- _Tasks to carry out_:
(1) In the post on the tourism forecasting competition, what statistic will be used to evaluate methods?
(2) Continue the post on the tourism forecasting competition from its last sentence.

Provided text start

The tourism forecasting competition
Recently I wrote a paper entitled “The tourism forecasting competition” in which we (i.e., George Athanasopoulos, Haiyan Song, Doris Wu and I) compared various forecasting methods on a relatively large set of tourism-related time series. The paper has been accepted for publication in the International Journal of Forecasting. (When I submit a paper to the IJF it is always handled by another editor. In this case, Mike Clements handled the paper and it went through several revisions before it was finally accepted. Just to show the process is unbiased, I have had a paper rejected by the journal during the period I have been Editor-in-Chief.)
We are now opening up the competition to anyone who thinks they can do better than the best methods we implemented in the paper. Methods will be evaluated based on the smallest MASE (Mean Absolute Scaled Error) – see Hyndman & Koehler (2006) for details of this statistic.

Provided text end
Material supplied start

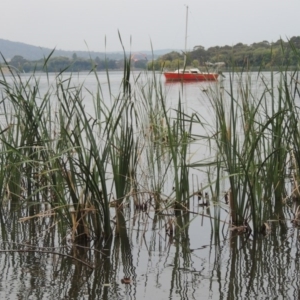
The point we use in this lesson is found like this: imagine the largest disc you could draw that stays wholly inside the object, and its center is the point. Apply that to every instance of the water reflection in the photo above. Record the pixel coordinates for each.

Material supplied end
Material supplied start

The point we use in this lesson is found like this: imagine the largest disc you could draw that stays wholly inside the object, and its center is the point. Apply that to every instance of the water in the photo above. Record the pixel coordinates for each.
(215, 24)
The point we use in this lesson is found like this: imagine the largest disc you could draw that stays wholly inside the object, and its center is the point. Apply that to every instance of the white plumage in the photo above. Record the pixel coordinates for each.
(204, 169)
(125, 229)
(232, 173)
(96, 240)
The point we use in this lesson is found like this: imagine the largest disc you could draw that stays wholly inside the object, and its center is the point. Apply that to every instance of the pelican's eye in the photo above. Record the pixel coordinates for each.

Material supplied end

- _Answers in order_:
(1) The smallest MASE (Mean Absolute Scaled Error).

(2)
To make it interesting, there is a prize. The overall winner will collect $AUD500 and will be invited to contribute a discussion paper to the International Journal of Forecasting describing their methodology and giving their results, provided either the monthly MASE results are better than 1.38, the quarterly results are better than 1.43 or the yearly results are better than 2.28. These thresholds are the best performing methods in the analysis of these data described in Athanasopoulos et al (2011). In other words, the winner has to beat the best results in this paper for at least one of the three sets of series. It will also be necessary that the winner be able to describe their method clearly, in sufficient detail to enable replication and in a form suitable for the International Journal of Forecasting. The paper would appear in the April 2011 issue of the IJF.
The competition is being hosted by the innovative folks at kaggle.com. Head over to kaggle.com/tourism1 to get the data and enter the competition.
The competition will be in two stages. Stage 1 involves only the annual data – 518 time series. You need to submit forecasts of the next four observations for each series before 20 September 2010. Stage 2 will involve the monthly and quarterly data and will begin after Stage 1 closes.
Good luck!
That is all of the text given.